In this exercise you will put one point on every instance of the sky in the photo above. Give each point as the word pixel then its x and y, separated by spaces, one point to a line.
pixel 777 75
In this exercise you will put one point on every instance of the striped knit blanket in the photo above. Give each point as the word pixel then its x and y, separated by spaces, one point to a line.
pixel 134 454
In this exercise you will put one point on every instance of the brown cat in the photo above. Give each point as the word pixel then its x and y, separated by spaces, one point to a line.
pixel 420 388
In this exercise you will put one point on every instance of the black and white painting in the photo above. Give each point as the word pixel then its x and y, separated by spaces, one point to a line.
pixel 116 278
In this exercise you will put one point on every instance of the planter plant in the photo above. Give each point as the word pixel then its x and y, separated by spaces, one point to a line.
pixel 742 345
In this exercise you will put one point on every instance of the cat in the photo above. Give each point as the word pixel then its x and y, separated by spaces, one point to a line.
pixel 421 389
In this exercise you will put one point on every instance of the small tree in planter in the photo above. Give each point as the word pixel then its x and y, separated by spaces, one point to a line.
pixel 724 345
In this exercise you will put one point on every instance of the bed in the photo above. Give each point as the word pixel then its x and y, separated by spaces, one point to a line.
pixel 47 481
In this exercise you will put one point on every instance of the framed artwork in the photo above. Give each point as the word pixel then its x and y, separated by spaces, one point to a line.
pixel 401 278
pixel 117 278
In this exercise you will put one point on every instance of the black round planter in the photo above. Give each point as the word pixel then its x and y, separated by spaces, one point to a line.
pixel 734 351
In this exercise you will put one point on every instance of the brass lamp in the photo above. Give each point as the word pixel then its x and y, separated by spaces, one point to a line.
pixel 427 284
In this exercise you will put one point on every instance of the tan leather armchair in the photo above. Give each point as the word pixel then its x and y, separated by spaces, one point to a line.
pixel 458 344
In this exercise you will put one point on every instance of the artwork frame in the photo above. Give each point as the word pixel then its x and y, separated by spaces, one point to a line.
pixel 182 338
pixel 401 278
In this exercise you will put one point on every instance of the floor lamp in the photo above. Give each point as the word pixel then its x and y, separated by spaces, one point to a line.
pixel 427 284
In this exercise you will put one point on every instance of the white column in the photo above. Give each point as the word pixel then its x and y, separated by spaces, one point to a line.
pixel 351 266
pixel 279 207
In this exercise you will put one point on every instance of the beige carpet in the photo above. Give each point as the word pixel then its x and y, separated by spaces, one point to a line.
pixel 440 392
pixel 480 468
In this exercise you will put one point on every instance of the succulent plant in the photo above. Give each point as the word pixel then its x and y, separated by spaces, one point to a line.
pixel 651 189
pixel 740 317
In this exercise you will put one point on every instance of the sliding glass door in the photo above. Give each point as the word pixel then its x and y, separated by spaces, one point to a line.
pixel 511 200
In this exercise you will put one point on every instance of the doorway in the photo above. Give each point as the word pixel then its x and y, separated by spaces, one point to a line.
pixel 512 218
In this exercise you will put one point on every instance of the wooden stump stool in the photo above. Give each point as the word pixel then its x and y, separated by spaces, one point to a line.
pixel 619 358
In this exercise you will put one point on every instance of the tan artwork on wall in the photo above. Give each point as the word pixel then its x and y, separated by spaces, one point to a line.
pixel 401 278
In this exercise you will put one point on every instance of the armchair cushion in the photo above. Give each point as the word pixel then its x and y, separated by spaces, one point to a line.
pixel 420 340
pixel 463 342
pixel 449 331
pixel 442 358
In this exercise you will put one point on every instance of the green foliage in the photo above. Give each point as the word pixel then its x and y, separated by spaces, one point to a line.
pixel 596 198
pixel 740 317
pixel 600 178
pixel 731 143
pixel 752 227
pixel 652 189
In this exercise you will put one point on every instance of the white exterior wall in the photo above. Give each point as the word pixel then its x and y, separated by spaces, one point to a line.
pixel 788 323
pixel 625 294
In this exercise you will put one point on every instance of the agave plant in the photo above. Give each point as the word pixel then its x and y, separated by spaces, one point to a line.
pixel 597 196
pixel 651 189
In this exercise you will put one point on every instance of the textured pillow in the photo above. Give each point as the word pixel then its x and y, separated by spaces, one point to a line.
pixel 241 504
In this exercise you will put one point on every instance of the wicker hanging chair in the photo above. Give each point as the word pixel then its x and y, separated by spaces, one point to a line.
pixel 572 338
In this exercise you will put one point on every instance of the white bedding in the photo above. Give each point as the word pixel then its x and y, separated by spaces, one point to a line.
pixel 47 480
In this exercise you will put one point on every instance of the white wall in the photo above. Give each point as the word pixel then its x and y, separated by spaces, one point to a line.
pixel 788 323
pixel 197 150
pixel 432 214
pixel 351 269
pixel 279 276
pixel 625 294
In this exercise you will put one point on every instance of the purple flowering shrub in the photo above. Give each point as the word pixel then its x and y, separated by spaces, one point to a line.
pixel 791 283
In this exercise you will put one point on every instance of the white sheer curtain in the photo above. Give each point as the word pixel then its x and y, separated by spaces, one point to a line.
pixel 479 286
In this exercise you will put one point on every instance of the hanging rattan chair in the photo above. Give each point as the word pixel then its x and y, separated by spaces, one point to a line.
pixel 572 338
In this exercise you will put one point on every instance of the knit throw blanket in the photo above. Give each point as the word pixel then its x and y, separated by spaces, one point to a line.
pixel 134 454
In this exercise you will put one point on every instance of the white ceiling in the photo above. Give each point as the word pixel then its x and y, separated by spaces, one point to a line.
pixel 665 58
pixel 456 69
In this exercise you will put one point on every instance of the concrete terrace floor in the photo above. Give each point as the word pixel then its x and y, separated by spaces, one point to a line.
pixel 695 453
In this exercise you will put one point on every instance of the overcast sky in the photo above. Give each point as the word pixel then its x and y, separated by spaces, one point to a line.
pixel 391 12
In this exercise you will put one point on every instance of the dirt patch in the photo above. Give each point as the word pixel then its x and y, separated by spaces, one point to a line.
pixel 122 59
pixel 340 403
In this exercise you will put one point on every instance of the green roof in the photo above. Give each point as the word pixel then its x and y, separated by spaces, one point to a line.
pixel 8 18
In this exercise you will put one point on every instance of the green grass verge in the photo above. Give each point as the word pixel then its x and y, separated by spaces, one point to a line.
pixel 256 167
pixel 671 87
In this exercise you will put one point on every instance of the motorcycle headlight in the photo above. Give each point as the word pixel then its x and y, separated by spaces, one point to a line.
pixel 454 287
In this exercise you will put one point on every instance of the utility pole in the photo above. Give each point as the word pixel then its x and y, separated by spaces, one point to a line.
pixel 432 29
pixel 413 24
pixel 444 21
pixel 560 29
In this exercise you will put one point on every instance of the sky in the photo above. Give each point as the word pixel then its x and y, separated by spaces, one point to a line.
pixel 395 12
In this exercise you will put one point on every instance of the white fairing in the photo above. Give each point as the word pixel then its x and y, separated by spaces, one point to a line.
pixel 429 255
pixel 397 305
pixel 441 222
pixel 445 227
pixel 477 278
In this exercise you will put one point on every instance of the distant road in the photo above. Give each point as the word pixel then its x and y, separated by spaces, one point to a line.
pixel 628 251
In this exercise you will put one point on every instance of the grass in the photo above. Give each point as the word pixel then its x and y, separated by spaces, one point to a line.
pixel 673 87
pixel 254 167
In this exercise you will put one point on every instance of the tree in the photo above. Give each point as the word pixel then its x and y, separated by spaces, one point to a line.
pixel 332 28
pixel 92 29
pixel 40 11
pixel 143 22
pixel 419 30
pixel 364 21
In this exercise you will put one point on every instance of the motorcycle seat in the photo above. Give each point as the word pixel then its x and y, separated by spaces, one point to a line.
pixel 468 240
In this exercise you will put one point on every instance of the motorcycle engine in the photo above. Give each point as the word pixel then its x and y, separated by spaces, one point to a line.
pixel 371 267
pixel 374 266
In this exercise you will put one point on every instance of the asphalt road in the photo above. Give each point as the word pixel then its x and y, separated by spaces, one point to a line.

(Work required)
Please give all the records again, switching "instance" to "occurrence" and leaving everything else unchanged.

(Expected answer)
In this exercise you will put one point on every occurrence of the sky in the photo above. Give each point as the word pixel then its x and y, separated by spaces, one point to a line.
pixel 777 75
In this exercise you will put one point on every occurrence of the striped knit blanket in the photo above. Give each point as the word pixel then its x and y, separated by spaces, one point to a line.
pixel 134 454
In this exercise you will put one point on every occurrence of the brown cat in the photo above. Give each point as the word pixel then its x and y, separated by spaces, one point to a line.
pixel 420 388
In this exercise you will put one point on every occurrence of the black and white painting in the photo above. Give each point as the word pixel then its x and y, separated by spaces, one point to a line.
pixel 116 278
In this exercise you will put one point on every occurrence of the planter plant in the photo above. Give each point as the word pixel then its x and y, separated by spaces, one point to a line.
pixel 742 345
In this exercise you will put one point on every occurrence of the cat in the photo above. Give each point as the word pixel then its x and y, separated by spaces, one point to a line.
pixel 421 389
In this exercise you will put one point on every occurrence of the small tree in planter in the photo above. Give each point as the word pixel then its x and y, separated by spaces, one point to a line.
pixel 724 345
In this exercise you will put one point on every occurrence of the bed in the photo above. Give each point as the word pixel then its x and y, separated by spaces, one point to a line.
pixel 47 481
In this exercise you will put one point on every occurrence of the framed artwork in the photo above. Give each point as the word pixel then its x and y, separated by spaces, one point to a line.
pixel 401 278
pixel 117 278
In this exercise you will put one point on every occurrence of the black round planter in the photo above. Give each point as the word pixel then its x and y, separated by spaces, one point to a line.
pixel 734 351
In this exercise you will put one point on every occurrence of the brass lamp in the photo above. Give each point as the word pixel then its x and y, separated by spaces, one point to a line.
pixel 427 284
In this exercise you will put one point on every occurrence of the tan leather armchair in the photo above. Give each point as the word pixel then its x and y, separated by spaces, one point to a line.
pixel 458 344
In this exercise you will put one point on every occurrence of the artwork frame in the photo above. Give each point as the word pixel then its x and y, separated by spaces, one point to a line.
pixel 182 338
pixel 401 278
In this exercise you will put one point on every occurrence of the floor lamp in the photo above. Give each point as the word pixel then its x and y, separated by spaces, one point to a line.
pixel 427 284
In this exercise you will put one point on every occurrence of the white column in the photo above. Give each point as the word pixel then its x and y, separated by spaces, one point to a line.
pixel 351 266
pixel 279 207
In this exercise you will put one point on every occurrence of the beige carpet in the photo above. Give each point as the word pixel then its x and y, separated by spaces, one point to a line.
pixel 440 392
pixel 480 468
In this exercise you will put one point on every occurrence of the succulent plant in the photo above. Give each point as the word pixel then its x and y, separated by spaces, one point to a line.
pixel 651 189
pixel 740 317
In this exercise you will put one point on every occurrence of the sliding glass door in the photo above. Give each point as the word pixel then its x and y, separated by spaces, one point to a line.
pixel 511 200
In this exercise you will put one point on every occurrence of the doorway in the photo above. Give each point as the word pixel then its x and y, separated by spaces, one point to a line.
pixel 512 218
In this exercise you will put one point on every occurrence of the wooden stump stool in the photo above. Give each point as the word pixel then its x and y, separated by spaces, one point to a line.
pixel 619 358
In this exercise you will put one point on every occurrence of the tan artwork on wall in the photo above. Give each point as the word pixel then its x and y, separated by spaces, one point to a line.
pixel 401 278
In this exercise you will put one point on every occurrence of the armchair cushion in the photo above. Give each point as the word pixel then its x and y, separated by spaces, one point to a line.
pixel 420 340
pixel 463 342
pixel 449 331
pixel 442 358
In this exercise you will put one point on every occurrence of the green foliage in the photo above. Give each point as the word pixel then its x and y, separated by spaces, one point to a line.
pixel 596 198
pixel 740 317
pixel 600 178
pixel 731 143
pixel 752 227
pixel 652 189
In this exercise you will put one point on every occurrence of the white exterior wall in the photo above. Give each point as the word pixel then its x and y, separated by spaces, one point to a line.
pixel 788 323
pixel 625 294
In this exercise you will put one point on every occurrence of the agave plant in the photo above. Give each point as the word pixel then its x and y, separated by spaces, one point to a line.
pixel 597 196
pixel 651 189
In this exercise you will put one point on every occurrence of the textured pillow in the photo above. Give each point as the word pixel then its x and y, separated by spaces, one point to a line.
pixel 241 504
In this exercise you will put one point on every occurrence of the wicker hanging chair in the photo above. Give each point as the word pixel then its x and y, separated by spaces, one point to a line.
pixel 572 338
In this exercise you will put one point on every occurrence of the white bedding in the photo above. Give each point as the word pixel then its x and y, separated by spaces, one point to a line.
pixel 47 480
In this exercise you will put one point on every occurrence of the white wall in the photo above. Give each point as the word pixel then its x and y, separated by spaces, one point to a line.
pixel 788 323
pixel 197 150
pixel 432 214
pixel 351 269
pixel 279 276
pixel 625 294
In this exercise you will put one point on every occurrence of the purple flowering shrub in the photo above. Give each point as the word pixel then its x and y, separated by spaces, one point to a line.
pixel 791 283
In this exercise you will put one point on every occurrence of the white sheer curtain in the photo above. Give each point as the word pixel then its x and y, separated by spaces, one point to a line.
pixel 479 286
In this exercise you will put one point on every occurrence of the hanging rattan chair in the photo above. Give each point as the word pixel then its x and y, separated by spaces, one point to a line.
pixel 572 338
In this exercise you will put one point on every occurrence of the knit throw blanket in the photo above. Give each point as the word pixel then its x and y, separated by spaces, one point to a line.
pixel 134 454
In this exercise you will put one point on every occurrence of the white ceiling in the photo above. Give each point as the word pixel then its x and y, separated by spaces, one point to a line.
pixel 665 58
pixel 456 69
In this exercise you will put one point on every occurrence of the concrete terrace floor in the photo above. Give each point as the word pixel then its x and y, separated by spaces, one point to a line.
pixel 695 453
In this exercise you will put one point on every occurrence of the overcast sky in the photo above. Give each point as the word pixel then its x and y, separated by spaces, one point to a line.
pixel 391 12
In this exercise you will put one point on every occurrence of the dirt patch in the photo above. Give each point as the word pixel then its x and y, separated by spaces, one point to a line.
pixel 122 59
pixel 340 403
In this exercise you will put one point on every occurrence of the green roof in the photo above. Give each point as the word pixel then its x and y, separated by spaces, one point to a line.
pixel 8 18
In this exercise you will put one point on every occurrence of the green grass verge in the photo above. Give each point as the word pixel then its x and y, separated by spaces, one point to a line.
pixel 256 167
pixel 671 87
In this exercise you will put one point on every occurrence of the motorcycle headlight in the photo above. Give each point as the word pixel then its x and y, separated by spaces, one point to a line.
pixel 454 287
In this exercise you will put one point on every occurrence of the utility pole in the photo above. Give each point as the word pixel then its x and y, separated by spaces, one point to a line.
pixel 432 29
pixel 413 24
pixel 444 21
pixel 560 29
In this exercise you will put one point on every occurrence of the sky in the photo above. Give each point as the word pixel then its x and y, separated by spaces, one point to a line.
pixel 395 12
In this exercise you will put one point on every occurrence of the white fairing in the photo above. Give each point as the word pixel then its x and y, separated by spaces, one point to a line.
pixel 429 255
pixel 397 305
pixel 441 222
pixel 445 227
pixel 477 278
In this exercise you will put one point on every occurrence of the distant road in the photo above. Give each point as the word pixel then its x and y, separated by spaces, one point to a line.
pixel 628 251
In this exercise you will put one point on every occurrence of the grass in the photo above. Give each point as the word pixel then its x and y, separated by spaces, one point to a line.
pixel 673 87
pixel 254 167
In this exercise you will put one point on every occurrence of the tree in the photo above. Give each point as the word pixel then its x and y, separated by spaces, one point to a line.
pixel 332 28
pixel 92 29
pixel 40 11
pixel 143 22
pixel 419 30
pixel 364 21
In this exercise you will put one point on every occurrence of the motorcycle seat in the photo above. Give each point as the word pixel then its x and y, separated by spaces, one point to a line.
pixel 468 240
In this exercise you will put one point on every occurrence of the motorcycle engine in the photo above. Give each point as the word pixel then its x and y, separated by spaces, one point to a line.
pixel 371 267
pixel 374 266
In this exercise you will put one point on every occurrence of the asphalt road in the photo above. Give each point as the word pixel then its x and y, separated by spaces, one point to a line.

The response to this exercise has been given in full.